» STATED TASK: Could you recast the listing below as a Markdown table with the columns "Row" and "Listing line", one numbered row per line, skipping blank lines and leaving out the pictures?

» Data records:

----

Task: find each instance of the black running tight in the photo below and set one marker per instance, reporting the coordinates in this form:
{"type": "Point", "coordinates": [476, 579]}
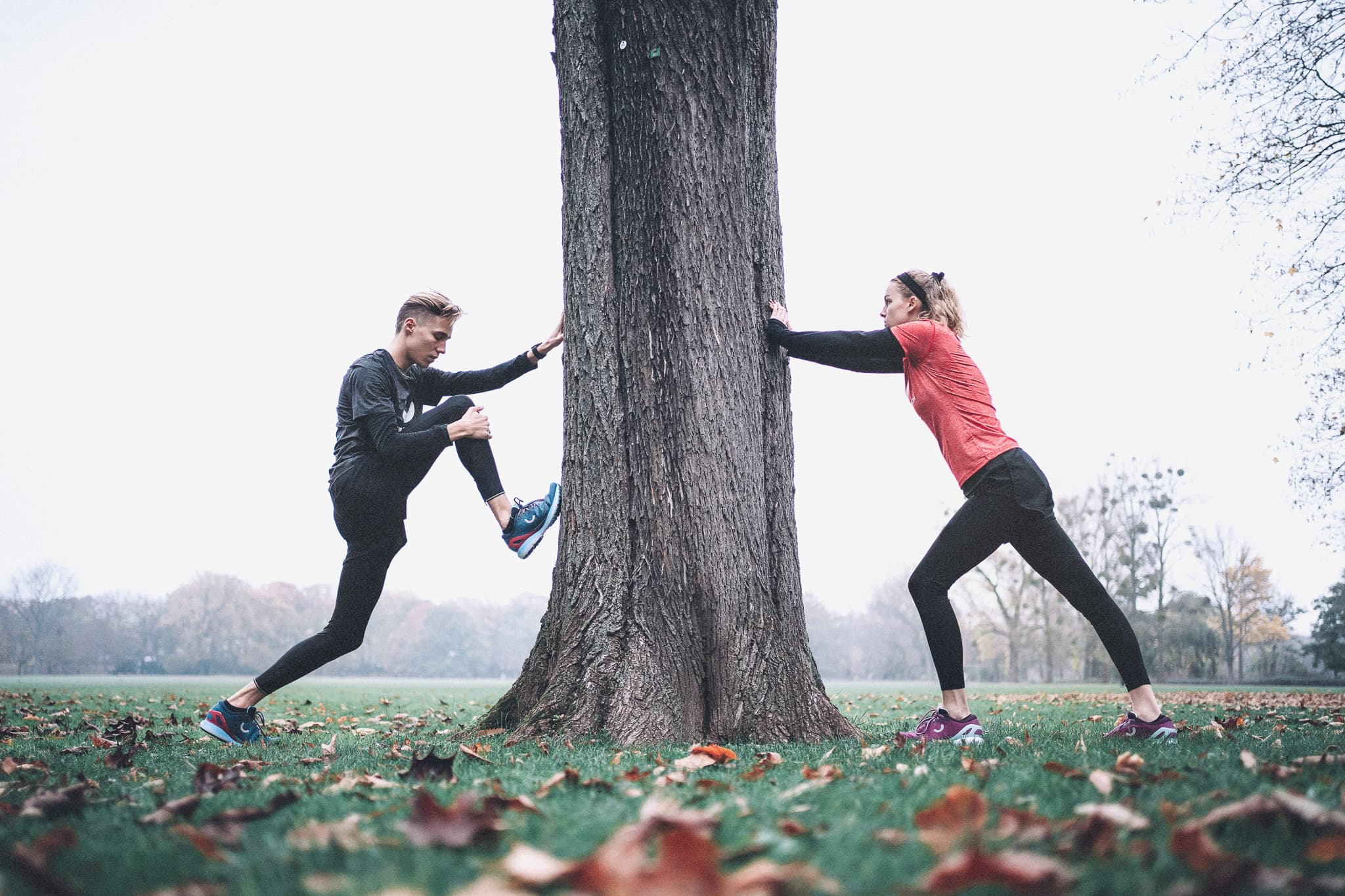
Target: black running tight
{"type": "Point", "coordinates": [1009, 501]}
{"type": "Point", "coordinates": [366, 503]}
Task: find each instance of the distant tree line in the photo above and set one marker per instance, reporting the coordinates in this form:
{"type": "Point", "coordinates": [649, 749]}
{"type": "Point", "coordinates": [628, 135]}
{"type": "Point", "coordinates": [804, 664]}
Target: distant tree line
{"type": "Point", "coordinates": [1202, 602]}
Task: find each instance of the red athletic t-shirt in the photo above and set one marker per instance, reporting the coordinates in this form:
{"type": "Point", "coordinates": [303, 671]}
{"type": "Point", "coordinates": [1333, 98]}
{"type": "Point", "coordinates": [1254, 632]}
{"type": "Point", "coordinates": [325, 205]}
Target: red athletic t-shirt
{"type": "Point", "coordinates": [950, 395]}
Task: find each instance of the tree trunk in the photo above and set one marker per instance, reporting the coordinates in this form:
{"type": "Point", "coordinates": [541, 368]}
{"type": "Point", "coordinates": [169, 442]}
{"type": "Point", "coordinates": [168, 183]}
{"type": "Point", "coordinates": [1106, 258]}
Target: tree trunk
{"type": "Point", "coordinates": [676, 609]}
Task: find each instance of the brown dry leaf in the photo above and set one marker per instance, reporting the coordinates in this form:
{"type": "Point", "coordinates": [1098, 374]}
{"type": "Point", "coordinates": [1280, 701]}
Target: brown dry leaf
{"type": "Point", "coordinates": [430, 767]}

----

» RESPONSE FOR THIS EXERCISE:
| Row | Listing line |
|---|---|
| 1 | Task: find each instance of the black running tight in the photo below and set one marker per instance, reporting the coordinates in this form: |
| 2 | {"type": "Point", "coordinates": [476, 579]} |
| 3 | Target: black running tight |
| 4 | {"type": "Point", "coordinates": [1009, 501]} |
| 5 | {"type": "Point", "coordinates": [366, 503]} |
| 6 | Task: find each instance of the distant tree line in the photo above and set one marker per instance, reporting the coordinates in this form: |
| 7 | {"type": "Point", "coordinates": [649, 749]} |
| 8 | {"type": "Point", "coordinates": [628, 135]} |
| 9 | {"type": "Point", "coordinates": [804, 664]} |
| 10 | Target: distant tree line |
| 11 | {"type": "Point", "coordinates": [1202, 602]} |
| 12 | Task: find each instance of the red athletic t-shirt in the photo above and set one marker per instance, reporting the coordinates in this form: |
| 13 | {"type": "Point", "coordinates": [303, 671]} |
| 14 | {"type": "Point", "coordinates": [1333, 98]} |
| 15 | {"type": "Point", "coordinates": [1254, 632]} |
| 16 | {"type": "Point", "coordinates": [325, 205]} |
| 17 | Target: red athletic t-shirt |
| 18 | {"type": "Point", "coordinates": [950, 395]} |
| 19 | Task: find each instance of the tree trunk in the photo above and set one marker per instance, reporting the coordinates in this form: |
| 20 | {"type": "Point", "coordinates": [541, 368]} |
| 21 | {"type": "Point", "coordinates": [169, 442]} |
| 22 | {"type": "Point", "coordinates": [168, 183]} |
| 23 | {"type": "Point", "coordinates": [1106, 258]} |
| 24 | Target: tree trunk |
| 25 | {"type": "Point", "coordinates": [676, 609]} |
| 26 | Task: find each instance of the brown dry leaf in the photo above and set one marker per instance, reporting the coordinates in this form: |
| 27 | {"type": "Point", "coordinates": [1098, 374]} |
| 28 | {"type": "Point", "coordinates": [1280, 701]} |
| 29 | Target: brown dry leaf |
| 30 | {"type": "Point", "coordinates": [430, 767]} |